→ EXCERTO DO TEXTO
•••••

Ainda na primeira metade do mês passado, a 8 de Março de 2024, os cidadãos da República da Irlanda foram inquiridos em dois referendos (ou duas questões) intendentes à alteração da constituição desse país. Segundo estimativas mencionadas na imprensa irlandesa, a participação no referendo realizado nessa sexta-feira não foi superior a 50%. A primeira questão, que pretendia alterar o conceito de família, foi rejeitada por 67.7% dos que participaram e a segunda questão, destinada a “obscurecer” o papel das mulheres enquanto mães e responsáveis pelos “deveres domésticos”, obteve uma percentagem de rejeição ainda maior: 73.9%. Neste artigo, debruçar-nos-emos sobre a primeira questão ou referendo.

•••••

→ DADOS FORNECIDOS
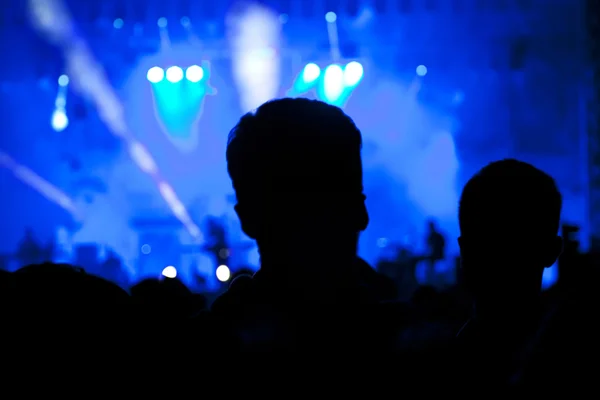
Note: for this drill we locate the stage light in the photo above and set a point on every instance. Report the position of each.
(155, 74)
(146, 249)
(311, 72)
(223, 273)
(169, 272)
(174, 74)
(194, 73)
(333, 83)
(63, 80)
(59, 121)
(353, 73)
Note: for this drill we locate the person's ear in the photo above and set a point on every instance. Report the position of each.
(247, 219)
(555, 252)
(363, 217)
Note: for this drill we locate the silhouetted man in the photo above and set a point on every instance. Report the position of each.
(509, 215)
(296, 169)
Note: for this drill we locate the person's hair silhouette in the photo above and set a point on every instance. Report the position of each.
(509, 216)
(296, 169)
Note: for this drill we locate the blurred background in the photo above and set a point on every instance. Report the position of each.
(116, 116)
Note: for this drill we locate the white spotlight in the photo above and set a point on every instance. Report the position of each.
(223, 273)
(59, 120)
(311, 72)
(194, 73)
(174, 74)
(63, 80)
(169, 272)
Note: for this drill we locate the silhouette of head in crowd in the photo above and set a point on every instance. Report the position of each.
(509, 216)
(296, 169)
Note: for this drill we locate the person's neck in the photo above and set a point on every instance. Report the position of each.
(514, 311)
(312, 264)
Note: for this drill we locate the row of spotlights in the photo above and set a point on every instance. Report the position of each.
(223, 272)
(175, 74)
(162, 23)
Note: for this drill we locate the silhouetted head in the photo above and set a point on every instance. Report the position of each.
(509, 216)
(296, 169)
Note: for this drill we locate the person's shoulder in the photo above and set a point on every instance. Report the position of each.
(238, 293)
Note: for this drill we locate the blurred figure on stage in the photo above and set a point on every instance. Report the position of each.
(29, 250)
(436, 251)
(217, 243)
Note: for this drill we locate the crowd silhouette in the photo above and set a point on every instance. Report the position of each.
(314, 305)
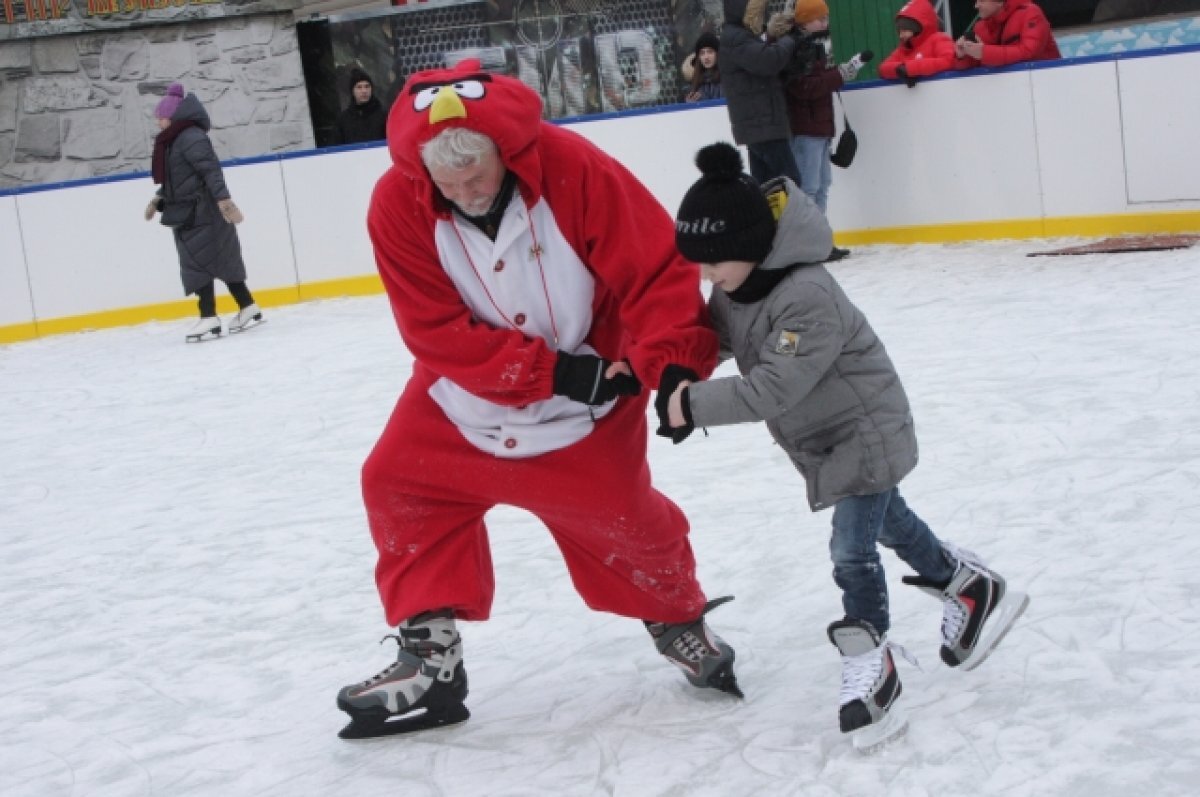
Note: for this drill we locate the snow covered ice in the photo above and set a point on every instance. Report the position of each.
(186, 576)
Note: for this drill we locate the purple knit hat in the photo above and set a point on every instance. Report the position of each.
(168, 105)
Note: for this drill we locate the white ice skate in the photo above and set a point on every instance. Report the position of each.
(204, 329)
(870, 685)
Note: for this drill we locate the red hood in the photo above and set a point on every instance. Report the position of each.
(922, 11)
(502, 108)
(1007, 11)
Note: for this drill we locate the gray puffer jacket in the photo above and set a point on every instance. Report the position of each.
(208, 247)
(750, 78)
(813, 369)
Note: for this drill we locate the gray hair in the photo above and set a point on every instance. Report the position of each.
(456, 148)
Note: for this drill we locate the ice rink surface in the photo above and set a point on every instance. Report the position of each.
(186, 573)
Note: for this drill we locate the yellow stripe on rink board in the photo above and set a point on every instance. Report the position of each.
(186, 309)
(1181, 221)
(1175, 221)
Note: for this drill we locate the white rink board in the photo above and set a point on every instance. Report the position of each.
(1020, 144)
(15, 303)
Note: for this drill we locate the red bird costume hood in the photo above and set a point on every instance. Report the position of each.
(499, 107)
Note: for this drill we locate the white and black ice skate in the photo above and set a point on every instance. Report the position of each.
(977, 610)
(870, 685)
(426, 687)
(204, 329)
(246, 318)
(703, 657)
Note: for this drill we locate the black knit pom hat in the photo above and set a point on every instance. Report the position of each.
(724, 216)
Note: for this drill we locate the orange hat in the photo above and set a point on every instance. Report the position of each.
(809, 10)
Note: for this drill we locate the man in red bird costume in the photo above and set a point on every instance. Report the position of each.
(537, 285)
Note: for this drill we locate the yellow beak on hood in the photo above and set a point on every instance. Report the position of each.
(447, 106)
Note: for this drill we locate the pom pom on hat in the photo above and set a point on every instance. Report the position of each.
(809, 10)
(169, 105)
(707, 40)
(358, 76)
(724, 216)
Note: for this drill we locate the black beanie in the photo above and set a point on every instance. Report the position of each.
(910, 24)
(724, 216)
(358, 76)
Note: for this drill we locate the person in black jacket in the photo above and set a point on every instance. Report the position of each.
(754, 91)
(364, 119)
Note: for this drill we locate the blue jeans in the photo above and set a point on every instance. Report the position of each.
(882, 517)
(769, 160)
(816, 173)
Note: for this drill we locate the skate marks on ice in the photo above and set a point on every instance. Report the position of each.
(205, 569)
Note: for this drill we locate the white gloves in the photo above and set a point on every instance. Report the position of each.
(231, 213)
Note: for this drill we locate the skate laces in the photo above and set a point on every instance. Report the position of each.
(954, 615)
(859, 672)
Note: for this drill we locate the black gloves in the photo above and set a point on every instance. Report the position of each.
(672, 376)
(580, 377)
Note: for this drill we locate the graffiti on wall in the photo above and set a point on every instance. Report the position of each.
(35, 18)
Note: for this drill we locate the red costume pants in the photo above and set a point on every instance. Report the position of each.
(427, 489)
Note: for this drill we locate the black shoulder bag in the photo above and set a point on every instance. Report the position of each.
(847, 143)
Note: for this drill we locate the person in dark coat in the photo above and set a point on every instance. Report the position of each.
(364, 119)
(196, 204)
(754, 93)
(815, 372)
(810, 88)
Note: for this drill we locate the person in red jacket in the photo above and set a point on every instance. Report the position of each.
(1008, 31)
(924, 49)
(535, 282)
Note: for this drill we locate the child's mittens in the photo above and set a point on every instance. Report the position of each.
(849, 70)
(231, 213)
(780, 24)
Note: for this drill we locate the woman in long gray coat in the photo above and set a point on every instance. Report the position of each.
(196, 204)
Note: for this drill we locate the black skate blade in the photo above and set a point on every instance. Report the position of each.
(724, 679)
(371, 727)
(251, 324)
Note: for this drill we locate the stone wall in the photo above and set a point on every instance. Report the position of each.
(82, 106)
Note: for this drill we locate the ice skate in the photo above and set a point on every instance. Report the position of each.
(870, 685)
(977, 610)
(249, 316)
(203, 329)
(703, 657)
(424, 688)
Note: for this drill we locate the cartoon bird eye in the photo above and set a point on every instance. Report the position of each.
(425, 97)
(469, 89)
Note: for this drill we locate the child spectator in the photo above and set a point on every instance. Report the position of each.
(701, 70)
(924, 49)
(1008, 31)
(814, 370)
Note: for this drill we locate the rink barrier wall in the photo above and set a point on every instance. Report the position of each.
(1085, 148)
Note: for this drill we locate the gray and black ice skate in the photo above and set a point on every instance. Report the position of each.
(249, 316)
(977, 610)
(703, 657)
(870, 684)
(426, 687)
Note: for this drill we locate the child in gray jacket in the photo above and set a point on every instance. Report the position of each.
(815, 371)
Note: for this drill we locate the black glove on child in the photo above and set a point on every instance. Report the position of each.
(580, 377)
(672, 376)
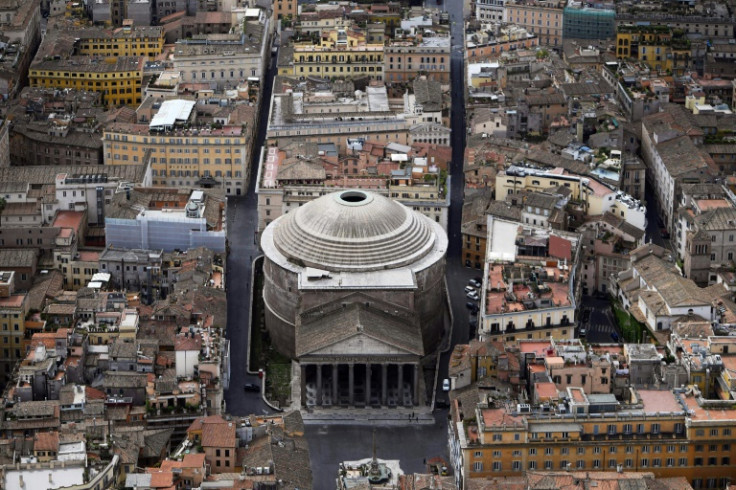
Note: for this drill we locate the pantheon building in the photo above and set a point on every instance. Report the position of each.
(354, 291)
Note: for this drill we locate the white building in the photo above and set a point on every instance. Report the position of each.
(167, 229)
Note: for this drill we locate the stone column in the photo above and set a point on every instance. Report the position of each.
(351, 384)
(335, 399)
(416, 383)
(384, 384)
(319, 385)
(401, 385)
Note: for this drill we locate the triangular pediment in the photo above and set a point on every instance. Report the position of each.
(358, 328)
(360, 344)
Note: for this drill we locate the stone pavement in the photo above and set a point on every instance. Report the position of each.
(404, 416)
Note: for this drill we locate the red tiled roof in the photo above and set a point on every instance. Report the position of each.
(69, 219)
(560, 248)
(46, 441)
(161, 479)
(218, 435)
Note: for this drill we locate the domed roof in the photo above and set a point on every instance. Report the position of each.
(354, 231)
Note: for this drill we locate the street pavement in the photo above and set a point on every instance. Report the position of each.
(412, 443)
(242, 223)
(601, 323)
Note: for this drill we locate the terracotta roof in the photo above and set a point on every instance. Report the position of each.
(46, 441)
(219, 435)
(161, 479)
(188, 343)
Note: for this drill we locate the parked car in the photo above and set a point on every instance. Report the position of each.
(442, 403)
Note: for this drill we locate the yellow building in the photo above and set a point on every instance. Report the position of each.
(118, 79)
(339, 53)
(669, 434)
(659, 46)
(285, 9)
(123, 41)
(185, 157)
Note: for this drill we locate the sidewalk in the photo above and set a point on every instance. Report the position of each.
(369, 416)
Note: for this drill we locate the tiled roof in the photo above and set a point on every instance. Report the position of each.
(219, 435)
(46, 441)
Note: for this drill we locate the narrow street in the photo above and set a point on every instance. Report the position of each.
(329, 445)
(241, 227)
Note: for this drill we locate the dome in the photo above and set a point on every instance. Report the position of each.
(354, 231)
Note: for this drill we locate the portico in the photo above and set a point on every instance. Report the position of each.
(359, 382)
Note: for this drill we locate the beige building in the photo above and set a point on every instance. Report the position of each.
(541, 18)
(333, 116)
(195, 157)
(524, 300)
(340, 53)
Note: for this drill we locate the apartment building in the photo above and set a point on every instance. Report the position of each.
(407, 57)
(668, 433)
(339, 53)
(633, 176)
(655, 293)
(285, 9)
(198, 156)
(489, 10)
(608, 242)
(596, 198)
(57, 138)
(521, 299)
(489, 45)
(333, 116)
(134, 269)
(670, 151)
(658, 46)
(129, 40)
(118, 79)
(13, 310)
(542, 18)
(167, 220)
(225, 60)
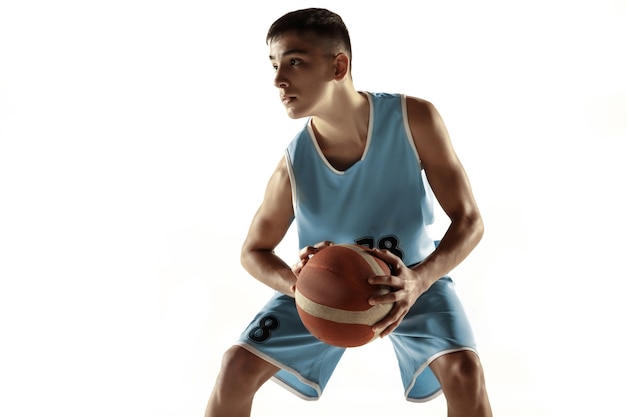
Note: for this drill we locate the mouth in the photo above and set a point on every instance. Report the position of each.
(287, 99)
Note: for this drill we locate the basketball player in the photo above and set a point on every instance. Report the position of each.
(356, 173)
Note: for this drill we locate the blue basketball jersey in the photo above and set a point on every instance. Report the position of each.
(382, 201)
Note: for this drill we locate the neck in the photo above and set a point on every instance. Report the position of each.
(346, 120)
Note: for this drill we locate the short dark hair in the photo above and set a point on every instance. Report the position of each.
(321, 23)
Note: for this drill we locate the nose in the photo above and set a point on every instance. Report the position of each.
(279, 79)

•••••

→ TAREFA 1
No texto sobre os referendos constitucionais na Irlanda, que percentagem dos participantes rejeitou a segunda questão?
→ TAREFA 2
Continue o texto sobre os referendos constitucionais na Irlanda a partir da última frase apresentada.

→ RESPOSTA ESCRITA 1
A segunda questão foi rejeitada por 73.9% dos participantes.

→ RESPOSTA ESCRITA 2
A primeira questão centrou-se na alteração do artigo 41.º da Constituição irlandesa, que, mesmo não apresentando uma definição concreta de família, informa que o Estado (irlandês) deve reconhecer “a Família como unidade natural primária e fundamental da Sociedade, e como instituição moral possuidora de direitos inalienáveis e imprescritíveis, antecedentes e superiores a todo direito positivo”. Daí, também segundo a constituição, surgem duas implicações: o Estado deve “proteger a Família na sua constituição e autoridade, como base necessária da ordem social e como indispensável ao bem-estar da Nação e do Estado”; deve proteger “com cuidado especial a instituição do Casamento, na qual a Família é fundada, e protegê-la contra ataques”. O objetivo da emenda ou alteração constitucional proposta pelo governo pretendia “modernizar” as referências feitas à família no documento legal hierarquicamente superior da Irlanda. Isso para incluir na noção de família os casais do mesmo sexo, as pessoas que vivem em união de fato, as famílias monoparentais, os casais que coabitam e outros.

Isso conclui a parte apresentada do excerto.